── FRAGMENTO DEL TEXTO ──

Hay cambios que se pueden resistir pero hay otros que son inevitables, tal es el cambio que hemos sufridos todos sin excepción en estos tres años de pandemia y declarar su fin no puede conllevar el olvido de lo mucho que nuestras vidas cambiaron… para siempre.
Desde las muertes de seres queridos y aún las que nos resultaban lejanas pero impactaban emocionalmente, hasta los cambios en tiempos, rutinas, espacios y costumbres, estos tres años no pueden quedar en el pasado de la historia y nosotros no podemos sólo pretender que no sucedió nada y seguir adelante. Hemos sido marcados de por vida y debemos aprender a vivir y a vivirnos con esas cicatrices que hemos heredado.
La pandemia generó un vuelco total en nuestras vidas, las públicas y las privadas porque representó algo tan terrible que, para defendernos, tuvimos que desarrollar herramientas e instintos de sobrevivencia que si en esos momentos nos resultaban extraños e incómodos, hoy se han incorporado a nuestra cotidianidad y forman parte de lo que hoy somos y queremos ser.
El Covid nos enseñó la fugacidad de la vida, la propia y la ajena y por ello reconsideramos nuestra jerarquía de valores aprendiendo a estimar cada día y cada segundo en casa con los nuestros como el mayor tesoro después de nuestra salud amenazada. Los espacios del hogar se volvieron nuestro único lugar seguro y ahí se dieron dinámicas fuertes, a veces violentas, a veces acogedoras, ahí aconteció la vida durante más de dos años y ahí se quedaron nuestros miedos y nuestras esperanzas.
Si declarar el fin de la pandemia es pretender regresar al mismo punto donde la vida se nos fue hace tres años, no hay nada más ilusorio que pensar que hoy somos los mismos que fuimos entonces. Muchas realidades de entonces perecieron, otras se transformaron y unas más desgajaron nuevas formas de realidad que se impusieron como norma de vida. Borrar todo ello es por demás ocioso.
En parte es deseable recuperar algunas costumbres que teníamos, sobre todo, aquellas que implican el contacto humano y la natural sociabilidad, pero hay otros aspectos que no sólo no es deseable recuperarlos sino que, de empeñarnos en hacerlo de la misma manera que antes, generamos aún más tensión y mayores complicaciones.

───

CONSIGNA> Sigue escribiendo el texto sobre el fin de la pandemia a partir de su última oración.

── MATERIAL MOSTRADO ──

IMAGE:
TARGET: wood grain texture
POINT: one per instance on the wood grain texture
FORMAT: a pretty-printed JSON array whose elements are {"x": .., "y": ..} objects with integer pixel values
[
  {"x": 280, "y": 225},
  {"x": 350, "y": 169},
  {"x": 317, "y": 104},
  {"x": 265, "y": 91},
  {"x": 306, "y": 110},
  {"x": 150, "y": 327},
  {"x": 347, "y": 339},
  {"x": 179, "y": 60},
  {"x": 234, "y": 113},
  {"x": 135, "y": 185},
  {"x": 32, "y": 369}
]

───
── MATERIAL MOSTRADO ──

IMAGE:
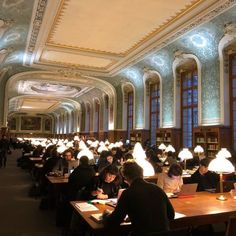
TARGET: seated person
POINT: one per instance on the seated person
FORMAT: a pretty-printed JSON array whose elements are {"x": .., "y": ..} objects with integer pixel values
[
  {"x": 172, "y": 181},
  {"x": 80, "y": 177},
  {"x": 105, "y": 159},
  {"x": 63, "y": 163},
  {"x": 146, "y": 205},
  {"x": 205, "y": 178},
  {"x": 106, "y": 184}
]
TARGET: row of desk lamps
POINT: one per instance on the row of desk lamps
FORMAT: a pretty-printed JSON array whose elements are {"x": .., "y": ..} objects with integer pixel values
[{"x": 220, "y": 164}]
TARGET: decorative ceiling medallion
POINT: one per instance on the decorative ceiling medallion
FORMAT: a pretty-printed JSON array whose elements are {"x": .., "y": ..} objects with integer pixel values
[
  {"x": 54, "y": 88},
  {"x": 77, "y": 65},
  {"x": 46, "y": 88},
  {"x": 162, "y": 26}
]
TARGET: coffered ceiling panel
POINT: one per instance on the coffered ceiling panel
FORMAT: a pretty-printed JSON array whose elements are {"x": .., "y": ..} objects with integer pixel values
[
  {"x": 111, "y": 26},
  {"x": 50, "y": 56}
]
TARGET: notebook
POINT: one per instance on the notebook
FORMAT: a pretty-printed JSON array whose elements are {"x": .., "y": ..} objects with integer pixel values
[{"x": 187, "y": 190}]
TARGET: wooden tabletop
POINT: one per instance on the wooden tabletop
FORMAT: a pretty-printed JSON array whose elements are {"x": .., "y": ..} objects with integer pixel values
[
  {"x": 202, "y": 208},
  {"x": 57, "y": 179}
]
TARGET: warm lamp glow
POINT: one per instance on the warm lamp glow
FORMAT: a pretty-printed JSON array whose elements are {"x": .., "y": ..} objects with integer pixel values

───

RESPUESTA>
En este momento, más que ser motivo de festejo el fin de la pandemia, deberíamos hacer una pausa en la familia, en el trabajo, con los amigos, en lo íntimo de la vida personal de cada uno para hacer el balance de qué queremos conservar y qué no de estos tres años. A nivel individual y desde lo comunitario habrá aspectos positivos que nos hicieron madurar y crecer más, en toda crisis siempre se asoman oportunidades y, también, habrá tiempos y ritmos que sea necesario acomodar de nuevo e intentar que sean como antes. Ni todo fue necesariamente malo como para olvidarlo de la historia ni todo necesariamente bueno para quedarnos donde hoy estamos.
La reflexión debe ser de unos a otros y de modo constante y en conciencia. Si en la pandemia lo que hacíamos repercutía en aquellos con los que convivíamos y por ende, la responsabilidad personal se expandía al ámbito de lo familiar y comunitario, hoy la conciencia de lo que sigue y lo que haremos y cómo queramos vivirnos a partir de ahora es también una responsabilidad personal y colectiva.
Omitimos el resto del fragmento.